[What you need to do]
Present an exact copy of each line below.

(Material provided begins)

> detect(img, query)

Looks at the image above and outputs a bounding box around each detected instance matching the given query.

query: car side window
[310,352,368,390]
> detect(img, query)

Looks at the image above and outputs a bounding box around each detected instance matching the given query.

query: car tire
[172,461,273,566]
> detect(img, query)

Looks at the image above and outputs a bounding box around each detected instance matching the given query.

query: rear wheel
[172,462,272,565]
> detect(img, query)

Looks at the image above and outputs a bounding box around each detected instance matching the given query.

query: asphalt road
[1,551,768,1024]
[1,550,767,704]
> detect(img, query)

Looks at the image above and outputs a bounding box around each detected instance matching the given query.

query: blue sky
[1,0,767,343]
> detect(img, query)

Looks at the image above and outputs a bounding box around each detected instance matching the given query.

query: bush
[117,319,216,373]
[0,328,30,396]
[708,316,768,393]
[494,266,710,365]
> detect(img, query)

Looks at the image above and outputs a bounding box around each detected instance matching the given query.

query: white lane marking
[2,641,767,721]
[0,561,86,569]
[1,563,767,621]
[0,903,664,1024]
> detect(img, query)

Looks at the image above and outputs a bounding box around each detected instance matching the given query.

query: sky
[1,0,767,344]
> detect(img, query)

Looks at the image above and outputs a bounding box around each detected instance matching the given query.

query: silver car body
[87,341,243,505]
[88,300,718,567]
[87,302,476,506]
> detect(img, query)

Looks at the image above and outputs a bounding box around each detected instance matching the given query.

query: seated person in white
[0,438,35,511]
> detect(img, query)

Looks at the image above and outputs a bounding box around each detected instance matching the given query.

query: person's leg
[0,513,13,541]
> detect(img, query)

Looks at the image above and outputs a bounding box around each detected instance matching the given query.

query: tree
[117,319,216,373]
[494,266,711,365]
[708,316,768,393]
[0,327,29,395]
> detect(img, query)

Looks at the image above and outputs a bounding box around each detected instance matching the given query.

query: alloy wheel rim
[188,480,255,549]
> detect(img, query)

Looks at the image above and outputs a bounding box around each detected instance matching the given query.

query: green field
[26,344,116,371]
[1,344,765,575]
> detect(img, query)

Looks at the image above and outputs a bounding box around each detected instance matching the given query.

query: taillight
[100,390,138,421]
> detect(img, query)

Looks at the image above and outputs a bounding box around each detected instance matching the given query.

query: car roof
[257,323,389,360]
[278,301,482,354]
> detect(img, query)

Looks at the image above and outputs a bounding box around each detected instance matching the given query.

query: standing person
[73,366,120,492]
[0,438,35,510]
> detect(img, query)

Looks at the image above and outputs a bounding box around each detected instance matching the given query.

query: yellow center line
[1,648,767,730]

(Material provided ends)

[Exercise answer]
> detect(img, query)

Looks at the image above and outputs a bounding box around each detected instance matching the given query.

query: car side window
[310,352,368,390]
> detect(img, query)

Looks at the image above and outputs a bounding box around each detected instance matching the given query.

query: car tire
[172,461,273,566]
> detect(img, query)

Looks at the image above and outputs a bounding box around each detected instance matching the given query.

query: rear wheel
[172,462,272,565]
> detect(img, query)

Looks at the image above and outputs a bounding box around each detected instance matching the given query.

query: asphalt road
[1,551,768,1024]
[1,550,767,704]
> detect(img, query)

Looks at the image above and outputs a bounding box around each detected instance matching the given query.

query: blue sky
[1,0,767,343]
> detect(img, query)

Looks at the image above and outputs a bounding box around each detected instance matching the given query.

query: bush
[117,319,216,373]
[0,328,30,396]
[708,316,768,393]
[494,266,710,365]
> detect(img, query)

Looks at the image above and outputs a bounding box around each detected instance matching the given query.

query: white lane marking
[2,641,767,721]
[0,561,86,569]
[1,563,767,621]
[0,903,664,1024]
> detect(img, query)

Looks at the image above and outputs a bounding box around each detected instance matching the given query.

query: sky
[1,0,767,344]
> detect(img, query)

Looks at the image above and outputs a bounding box around each detected instance matching the given query.

query: silver car body
[87,341,243,505]
[88,300,718,567]
[87,302,476,506]
> detect(img, query)

Looks at the image above and outputs a bounding box around each detected instance matching the given query.

query: seated person in white
[0,438,35,511]
> detect(img, query)

Looks at the image above and outputs a bounding box around each detected instance matching the given query.

query: person's leg
[0,513,13,541]
> detect(img, query)

Looks at the image above and outputs a bounding box around each detected instance matching the given query.

query: tree
[117,319,216,373]
[494,266,711,365]
[708,316,768,393]
[0,327,29,395]
> detect(img, query)

Looks at the image above and outputs a bounding box around each detected instance matching the given query.

query: alloy wheel rim
[188,480,255,549]
> detect(img, query)

Looks at the image above and outputs a bounding box around each detected instance matching the given query.

query: green field
[26,344,116,371]
[1,344,765,575]
> detect(img, query)

Looks at the image above and outputs a bounding box around each detected instance matching the given query.

query: taillight
[100,390,138,421]
> detect(img, query)

Looks at the image above and outputs a bounding box around each detected instance matching the given query.

query: car roof
[257,323,389,360]
[278,301,482,354]
> detect(img, query)

Looks at the image above and outputs a bounding box around each detected instance matching the given query.

query: standing person
[73,366,120,492]
[0,438,35,510]
> detect(img, query)

Looks at the image above and outputs a bounding box around each detected instance matching the given query.

query: yellow center line
[1,648,767,730]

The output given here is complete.